Display each line of the records below that contains the string "mask". Matching is case-sensitive.

>>

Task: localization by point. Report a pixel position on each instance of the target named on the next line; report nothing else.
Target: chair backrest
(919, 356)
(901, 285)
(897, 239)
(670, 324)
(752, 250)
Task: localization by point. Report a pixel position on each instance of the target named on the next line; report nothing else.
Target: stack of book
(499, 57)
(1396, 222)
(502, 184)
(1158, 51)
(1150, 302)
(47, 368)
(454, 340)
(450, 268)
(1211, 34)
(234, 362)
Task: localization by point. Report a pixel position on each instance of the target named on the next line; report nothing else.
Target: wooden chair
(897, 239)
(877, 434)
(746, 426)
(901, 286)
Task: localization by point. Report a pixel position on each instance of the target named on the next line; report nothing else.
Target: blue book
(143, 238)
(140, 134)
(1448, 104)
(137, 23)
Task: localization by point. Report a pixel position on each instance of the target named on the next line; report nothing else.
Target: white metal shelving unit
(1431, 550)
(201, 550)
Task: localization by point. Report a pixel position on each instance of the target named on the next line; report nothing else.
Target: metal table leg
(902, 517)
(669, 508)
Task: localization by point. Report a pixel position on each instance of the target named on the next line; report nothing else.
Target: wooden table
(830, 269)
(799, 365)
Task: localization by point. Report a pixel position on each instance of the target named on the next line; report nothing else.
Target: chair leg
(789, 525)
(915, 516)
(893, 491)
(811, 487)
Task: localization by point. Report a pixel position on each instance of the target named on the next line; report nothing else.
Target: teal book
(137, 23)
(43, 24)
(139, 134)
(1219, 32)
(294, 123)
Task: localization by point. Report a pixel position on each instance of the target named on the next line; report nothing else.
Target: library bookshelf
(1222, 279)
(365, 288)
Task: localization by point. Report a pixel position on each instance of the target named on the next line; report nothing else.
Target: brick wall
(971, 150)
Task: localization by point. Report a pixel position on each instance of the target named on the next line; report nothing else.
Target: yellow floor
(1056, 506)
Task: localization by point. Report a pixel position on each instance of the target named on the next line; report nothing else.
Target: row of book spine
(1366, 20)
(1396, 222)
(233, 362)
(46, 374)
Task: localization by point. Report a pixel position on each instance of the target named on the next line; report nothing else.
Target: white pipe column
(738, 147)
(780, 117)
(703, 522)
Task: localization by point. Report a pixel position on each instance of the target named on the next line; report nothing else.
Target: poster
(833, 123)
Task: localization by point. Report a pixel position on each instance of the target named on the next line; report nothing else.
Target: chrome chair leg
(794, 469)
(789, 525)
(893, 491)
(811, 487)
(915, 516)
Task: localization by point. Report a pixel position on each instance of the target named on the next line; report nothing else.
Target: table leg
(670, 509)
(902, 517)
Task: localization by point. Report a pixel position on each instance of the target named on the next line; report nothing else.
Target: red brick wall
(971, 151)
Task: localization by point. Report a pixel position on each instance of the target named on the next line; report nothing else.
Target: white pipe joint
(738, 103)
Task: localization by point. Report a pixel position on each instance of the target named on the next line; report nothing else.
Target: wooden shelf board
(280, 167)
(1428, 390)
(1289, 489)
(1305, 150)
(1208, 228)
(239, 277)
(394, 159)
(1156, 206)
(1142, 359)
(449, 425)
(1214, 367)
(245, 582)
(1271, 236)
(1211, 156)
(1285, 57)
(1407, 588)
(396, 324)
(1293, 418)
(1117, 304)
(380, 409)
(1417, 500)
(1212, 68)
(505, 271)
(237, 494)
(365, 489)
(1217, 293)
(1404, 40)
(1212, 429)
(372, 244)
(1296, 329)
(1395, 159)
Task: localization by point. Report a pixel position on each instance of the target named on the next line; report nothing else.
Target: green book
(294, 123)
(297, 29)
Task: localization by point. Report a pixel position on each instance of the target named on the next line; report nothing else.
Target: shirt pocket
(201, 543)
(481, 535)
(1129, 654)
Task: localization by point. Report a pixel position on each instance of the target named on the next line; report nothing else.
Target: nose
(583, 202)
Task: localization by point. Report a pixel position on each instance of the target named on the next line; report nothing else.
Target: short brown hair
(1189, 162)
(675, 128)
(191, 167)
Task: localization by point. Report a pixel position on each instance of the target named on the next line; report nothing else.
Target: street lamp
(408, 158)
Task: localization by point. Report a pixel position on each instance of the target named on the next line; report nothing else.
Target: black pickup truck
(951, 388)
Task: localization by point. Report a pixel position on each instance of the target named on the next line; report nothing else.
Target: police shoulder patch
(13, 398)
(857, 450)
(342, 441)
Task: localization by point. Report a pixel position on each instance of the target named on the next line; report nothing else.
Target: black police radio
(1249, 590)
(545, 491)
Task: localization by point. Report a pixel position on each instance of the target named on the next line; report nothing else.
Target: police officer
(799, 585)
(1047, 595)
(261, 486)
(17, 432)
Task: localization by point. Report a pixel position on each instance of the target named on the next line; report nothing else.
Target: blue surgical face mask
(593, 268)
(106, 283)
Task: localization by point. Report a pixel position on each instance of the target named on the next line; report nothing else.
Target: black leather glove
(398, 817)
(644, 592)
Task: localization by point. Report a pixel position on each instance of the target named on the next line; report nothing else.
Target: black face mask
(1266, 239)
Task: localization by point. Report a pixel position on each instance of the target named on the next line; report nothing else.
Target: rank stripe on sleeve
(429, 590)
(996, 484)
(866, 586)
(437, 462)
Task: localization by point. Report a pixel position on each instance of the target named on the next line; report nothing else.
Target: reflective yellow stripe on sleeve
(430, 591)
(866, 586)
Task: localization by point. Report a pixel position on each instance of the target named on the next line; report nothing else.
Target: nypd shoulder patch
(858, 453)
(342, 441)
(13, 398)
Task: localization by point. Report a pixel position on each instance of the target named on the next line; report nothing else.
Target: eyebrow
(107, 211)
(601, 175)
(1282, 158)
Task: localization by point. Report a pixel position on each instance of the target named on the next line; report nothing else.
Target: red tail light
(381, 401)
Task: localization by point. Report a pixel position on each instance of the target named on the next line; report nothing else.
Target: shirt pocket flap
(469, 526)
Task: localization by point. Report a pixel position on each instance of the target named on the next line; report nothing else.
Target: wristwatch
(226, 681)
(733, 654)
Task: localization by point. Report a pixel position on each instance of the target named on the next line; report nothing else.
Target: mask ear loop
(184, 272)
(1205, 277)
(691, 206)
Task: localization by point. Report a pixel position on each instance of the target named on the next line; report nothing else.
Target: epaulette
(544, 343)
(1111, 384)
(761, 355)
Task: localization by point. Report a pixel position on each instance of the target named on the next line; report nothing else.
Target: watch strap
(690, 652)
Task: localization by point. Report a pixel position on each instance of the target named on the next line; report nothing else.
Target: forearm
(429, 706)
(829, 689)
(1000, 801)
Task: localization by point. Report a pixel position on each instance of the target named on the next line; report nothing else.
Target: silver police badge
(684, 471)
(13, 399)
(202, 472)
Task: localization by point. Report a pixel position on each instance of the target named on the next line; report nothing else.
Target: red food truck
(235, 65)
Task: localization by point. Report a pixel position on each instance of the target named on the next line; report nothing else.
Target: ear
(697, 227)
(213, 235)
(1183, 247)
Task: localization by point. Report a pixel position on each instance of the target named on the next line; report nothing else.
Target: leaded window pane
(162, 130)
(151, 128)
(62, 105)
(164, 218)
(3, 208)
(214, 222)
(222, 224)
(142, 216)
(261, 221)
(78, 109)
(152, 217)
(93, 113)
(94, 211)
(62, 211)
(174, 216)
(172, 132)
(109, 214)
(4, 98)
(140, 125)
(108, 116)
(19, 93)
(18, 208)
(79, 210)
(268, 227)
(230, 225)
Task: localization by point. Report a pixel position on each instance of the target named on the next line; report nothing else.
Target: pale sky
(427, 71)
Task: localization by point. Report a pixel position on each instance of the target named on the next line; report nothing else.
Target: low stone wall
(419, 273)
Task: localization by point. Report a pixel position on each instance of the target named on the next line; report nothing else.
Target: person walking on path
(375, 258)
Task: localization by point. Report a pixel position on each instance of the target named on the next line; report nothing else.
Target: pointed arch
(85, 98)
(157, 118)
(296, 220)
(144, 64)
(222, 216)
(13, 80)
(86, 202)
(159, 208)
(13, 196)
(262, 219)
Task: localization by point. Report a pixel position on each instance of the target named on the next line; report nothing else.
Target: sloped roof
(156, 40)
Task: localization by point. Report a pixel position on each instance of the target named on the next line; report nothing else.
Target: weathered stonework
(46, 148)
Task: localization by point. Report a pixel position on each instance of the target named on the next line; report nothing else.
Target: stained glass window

<<

Response below -
Target: blue surgical face mask
Target: black face mask
Target: mask ear loop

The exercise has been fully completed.